(Action item) Start to finish, retype the entries exactly while omitting the pictures.

[Stored data entries]
-.-.-
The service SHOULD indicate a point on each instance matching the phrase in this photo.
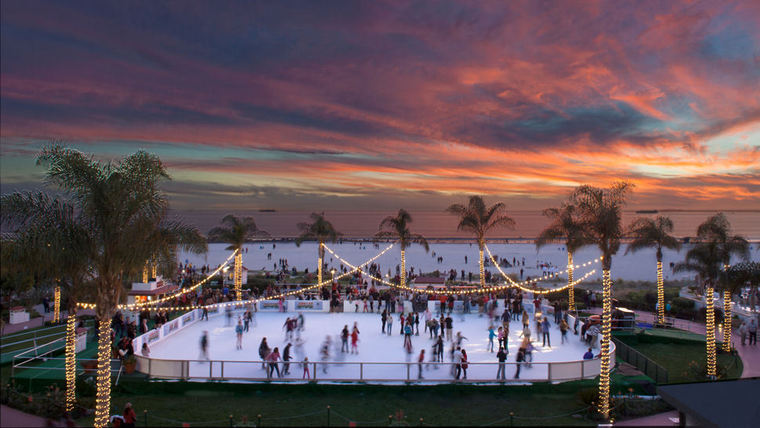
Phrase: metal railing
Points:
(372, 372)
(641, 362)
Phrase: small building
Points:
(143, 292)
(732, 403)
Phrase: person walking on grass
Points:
-.-.-
(Reply)
The service SHOULD indicate a point on each instance matching the phrase in this photo.
Phrase: metal railing
Points:
(372, 372)
(641, 362)
Phrase: small building
Points:
(143, 292)
(732, 403)
Phrase: person walking on grass
Points:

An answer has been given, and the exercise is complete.